EXERCISE DETAILS: From the records below, write out the lines from the one containing "the rock wall." through the one containing "x=532 y=222", with both of those lines included, copying them without any change.

(Pointing and labeling records)

□ □ □ □ □ □ □

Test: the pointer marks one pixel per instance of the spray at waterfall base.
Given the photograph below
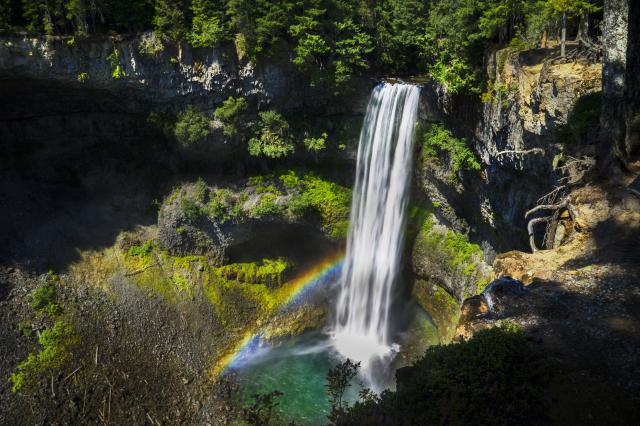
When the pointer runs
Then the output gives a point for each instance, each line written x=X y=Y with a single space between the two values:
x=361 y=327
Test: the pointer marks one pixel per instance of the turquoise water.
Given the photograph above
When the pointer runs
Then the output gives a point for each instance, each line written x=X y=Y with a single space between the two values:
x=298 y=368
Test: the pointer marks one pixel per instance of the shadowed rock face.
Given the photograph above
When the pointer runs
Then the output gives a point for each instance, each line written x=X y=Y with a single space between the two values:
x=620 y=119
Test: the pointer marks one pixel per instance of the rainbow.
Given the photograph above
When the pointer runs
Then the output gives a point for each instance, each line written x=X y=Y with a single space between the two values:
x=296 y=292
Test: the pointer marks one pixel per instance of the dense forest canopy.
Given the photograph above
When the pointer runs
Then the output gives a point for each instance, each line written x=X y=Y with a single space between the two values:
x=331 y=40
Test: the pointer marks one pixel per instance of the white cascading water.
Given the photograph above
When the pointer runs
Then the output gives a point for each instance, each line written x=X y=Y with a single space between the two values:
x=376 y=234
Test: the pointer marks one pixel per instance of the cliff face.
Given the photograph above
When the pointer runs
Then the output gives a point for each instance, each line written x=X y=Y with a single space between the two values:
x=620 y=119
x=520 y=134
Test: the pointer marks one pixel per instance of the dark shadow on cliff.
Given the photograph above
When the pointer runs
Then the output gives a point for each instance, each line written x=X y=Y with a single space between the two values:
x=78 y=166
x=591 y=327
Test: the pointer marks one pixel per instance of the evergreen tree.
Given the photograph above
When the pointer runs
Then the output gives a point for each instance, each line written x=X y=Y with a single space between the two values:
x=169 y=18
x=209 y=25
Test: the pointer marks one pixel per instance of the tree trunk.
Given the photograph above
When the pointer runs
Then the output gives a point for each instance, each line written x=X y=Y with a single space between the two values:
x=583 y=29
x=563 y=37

□ □ □ □ □ □ □

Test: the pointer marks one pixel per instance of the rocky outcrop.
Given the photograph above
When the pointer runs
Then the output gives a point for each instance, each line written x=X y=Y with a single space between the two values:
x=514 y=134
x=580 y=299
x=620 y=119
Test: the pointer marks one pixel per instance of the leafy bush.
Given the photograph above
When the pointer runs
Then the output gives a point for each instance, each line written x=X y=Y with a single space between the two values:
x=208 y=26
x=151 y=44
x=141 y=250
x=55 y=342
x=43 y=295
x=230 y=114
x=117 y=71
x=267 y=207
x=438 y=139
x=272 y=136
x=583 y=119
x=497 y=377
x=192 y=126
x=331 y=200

□ □ □ □ □ □ □

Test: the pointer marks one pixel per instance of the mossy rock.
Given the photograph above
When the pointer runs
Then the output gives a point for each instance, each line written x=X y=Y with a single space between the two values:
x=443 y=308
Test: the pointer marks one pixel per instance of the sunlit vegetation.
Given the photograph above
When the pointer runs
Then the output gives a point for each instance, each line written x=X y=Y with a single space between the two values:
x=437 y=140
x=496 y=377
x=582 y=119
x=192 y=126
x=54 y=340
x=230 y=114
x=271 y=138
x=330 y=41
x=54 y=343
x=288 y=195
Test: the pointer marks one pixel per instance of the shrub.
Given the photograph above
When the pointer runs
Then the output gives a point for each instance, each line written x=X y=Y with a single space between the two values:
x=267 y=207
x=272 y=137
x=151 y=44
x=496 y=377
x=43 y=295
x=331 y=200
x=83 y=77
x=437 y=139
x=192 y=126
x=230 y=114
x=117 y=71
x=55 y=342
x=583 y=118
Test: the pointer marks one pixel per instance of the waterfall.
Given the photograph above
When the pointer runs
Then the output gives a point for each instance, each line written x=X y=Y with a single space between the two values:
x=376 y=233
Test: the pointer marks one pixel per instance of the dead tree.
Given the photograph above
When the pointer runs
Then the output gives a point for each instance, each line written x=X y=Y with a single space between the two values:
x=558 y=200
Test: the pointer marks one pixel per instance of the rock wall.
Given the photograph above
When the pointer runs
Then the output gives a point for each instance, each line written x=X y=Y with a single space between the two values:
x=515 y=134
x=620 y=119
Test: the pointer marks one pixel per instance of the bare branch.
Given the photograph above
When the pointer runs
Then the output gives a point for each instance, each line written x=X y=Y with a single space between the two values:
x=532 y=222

□ □ □ □ □ □ □

WRITTEN ANSWER:
Test: the pointer marks one pixel per instance of the rock wall.
Given the photograph above
When the pointer runs
Then the output gives a point for each instance, each line written x=X y=Y with a single space between the two values:
x=515 y=134
x=620 y=119
Test: the pointer marks one pixel per instance of the bare branch.
Given the photograph above
When the pointer runs
Then the output gives a point for each instance, each line written x=X y=Y with a single space between the two values:
x=532 y=222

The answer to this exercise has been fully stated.